▶ Task 1:
In the newsgroup post on foreign keys and logical pointers, how are credit card payments to be identified and tracked?
▶ Task 2:
Write the next part of the newsgroup post on foreign keys and logical pointers, picking up after its last line.

▶ Provided passage:

Re: Abstract identifiers, logical pointers, or foreign keys considered not enough

From: Ruud de Koter <ruud_dekoter_at_hp.com>
Date: Fri, 10 Oct 2003 06:57:50 GMT
Message-ID: <3F865867.2D4602E8_at_hp.com>


Hi Seun,

Who ever said ad-hoc queries would be performed by end-users? Or are you not implying that?

Regards,

Ruud de Koter

Seun Osewa wrote:
>
> Hmmm ...
>
> As I see it, problem can be solved with a view which I think is
> roughly analogous to the "abstract data type" you propose. And I
> disagree that payments_id creates an entity that is not present in the
> business model. If it was so there would be no need to group the
> various sort of payments together in a query (as the challenge
> suggests). I still do not see any real difference between logical
> pointers and the relational way except that using the relational model
> there is much more flexibility in the way I can manipulate the data.
> For example, I can construct queries that make no sense. I can
> perform operations on a thousand "pointers" at once.
>
> Having said that i have not yet come accross anyone who knows SQL and
> is not grounded in procedural programming. I guess the world is a bit
> different from the 1970's afterall. Computers don't come with BASIC
> or command line shells anymore. SQL is no longer really the end
> user's language. I do not see CEOs asking the DBA for user accounts
> so they can use SQL to generate reports. So the advantage of
> SQL/relational being able to perform ad-hoc queries may not
> necessarily need to be as strong as it used to be. And the advantage
> of a newsgroup such as this, I believe, it that if i am wrong the
> flaws in my logic will be pointed out.
>
> Seun Osewa.
>
> Costin Cozianu <c_cozianu_at_hotmail.com> wrote in message news:<bm49va$io39m$1_at_ID-152540.news.uni-berlin.de>...
> > Here's a very basic problem for you, that you won't get by foreign keys:
> > So you have a table Orders where you keep and each Order has to be paid
> > in full in one payment. So a payment identifier has to stay in the
> > Orders table.
> >
> > Now payments can be of different types:
> > Credit Card payments. Those will be identified and tracked by a
> > special number we get from the clearing house, and will have a whole
> > range of other data, typical to credit card.

▶ Data listing:
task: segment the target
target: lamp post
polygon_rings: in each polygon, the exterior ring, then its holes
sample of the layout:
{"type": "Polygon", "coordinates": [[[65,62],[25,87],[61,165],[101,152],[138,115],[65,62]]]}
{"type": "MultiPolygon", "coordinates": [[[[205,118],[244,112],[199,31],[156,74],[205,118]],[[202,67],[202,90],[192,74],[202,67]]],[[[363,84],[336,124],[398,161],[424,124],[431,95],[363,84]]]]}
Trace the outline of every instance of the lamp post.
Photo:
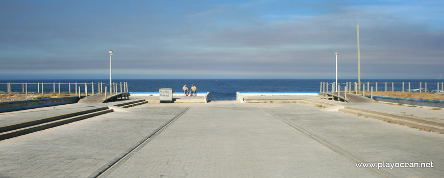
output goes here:
{"type": "Polygon", "coordinates": [[[336,82],[335,85],[335,92],[338,92],[338,52],[336,51],[335,54],[336,55],[336,82]]]}
{"type": "MultiPolygon", "coordinates": [[[[109,92],[110,94],[112,94],[112,83],[111,83],[111,64],[112,64],[112,59],[113,55],[113,51],[110,50],[109,51],[108,51],[108,52],[109,52],[109,92]]],[[[111,100],[112,100],[112,95],[111,95],[111,100]]]]}

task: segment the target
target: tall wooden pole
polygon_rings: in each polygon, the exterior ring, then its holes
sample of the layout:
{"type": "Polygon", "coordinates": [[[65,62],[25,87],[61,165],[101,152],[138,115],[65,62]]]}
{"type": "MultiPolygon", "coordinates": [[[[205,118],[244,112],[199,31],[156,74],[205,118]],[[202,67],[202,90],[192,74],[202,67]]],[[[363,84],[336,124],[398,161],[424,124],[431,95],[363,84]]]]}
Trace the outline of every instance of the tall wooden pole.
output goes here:
{"type": "Polygon", "coordinates": [[[359,50],[359,22],[356,24],[356,31],[358,32],[358,91],[361,91],[361,52],[359,50]]]}

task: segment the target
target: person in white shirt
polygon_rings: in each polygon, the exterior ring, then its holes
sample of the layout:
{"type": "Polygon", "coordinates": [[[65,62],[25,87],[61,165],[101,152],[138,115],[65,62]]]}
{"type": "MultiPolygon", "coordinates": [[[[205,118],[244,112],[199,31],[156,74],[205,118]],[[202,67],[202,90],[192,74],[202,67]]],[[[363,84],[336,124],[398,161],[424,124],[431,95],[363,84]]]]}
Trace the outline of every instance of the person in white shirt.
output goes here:
{"type": "Polygon", "coordinates": [[[197,90],[198,88],[196,88],[196,86],[194,86],[194,84],[191,84],[191,90],[190,91],[190,93],[191,93],[191,95],[190,96],[195,97],[197,96],[197,94],[196,94],[196,90],[197,90]]]}
{"type": "Polygon", "coordinates": [[[182,90],[183,91],[184,96],[186,97],[188,95],[188,88],[187,87],[187,85],[184,85],[183,87],[182,87],[182,90]]]}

▶ Exercise response 1:
By a special number obtained from the clearing house.

▶ Exercise response 2:
> >
> > Check payments: this has another idefntifying number and an
> > entirely different record (tuple) type.
> >
> > Paypal payments. Yet another identifier, yet another tuple type,
> > with different information.
> >
> > Cryptographic money. Cryptographic money is a self contained
> > information token that doesn't need a tuple type, they can just stay in
> > line where they pay for something (for example in the ORDERS table).
> >
> > And other, unknown at this time, payments have to be added in the future
> > (for example prepaid coupons or gift cards ), without any impact
> > whatsoever (like table reorganization) on the existing tables.
> >
> > For security and data integrity reasons all the identifiers (primary
> > keys) for different entities have different datatype, because there's
> > different algorithms to check a credit card payment identifier versus a
> > check payment identifier, vs. a paypal.
> >
> > The main requirement is for user to query if the order is paid, when it
> > was paid, etc, and to display the details of the order together with the
> > relevant payment information to the user, to resolve payment disputes, etc.
> >
> > So how do you model this scenario in the ideal relational database
> > without using abstract identifiers ?
> >
> > One solution might be to introduce an artificial (surrogate key)
> > payment_id. I reject this solution, as it introduces an unnecessary
> > entity, not existent in the business model (users know of "The credit
> > card payment identified by 10241024, or the check payment 10000009, or
> > the cryptographic money 0xABCDEFABCDEF.... -- doesn't matter the
> > representation as long as the software verifies their validity). Plus
> > the constraints are difficult to express and they have to be
> > reformulated once we introduce different types of payments.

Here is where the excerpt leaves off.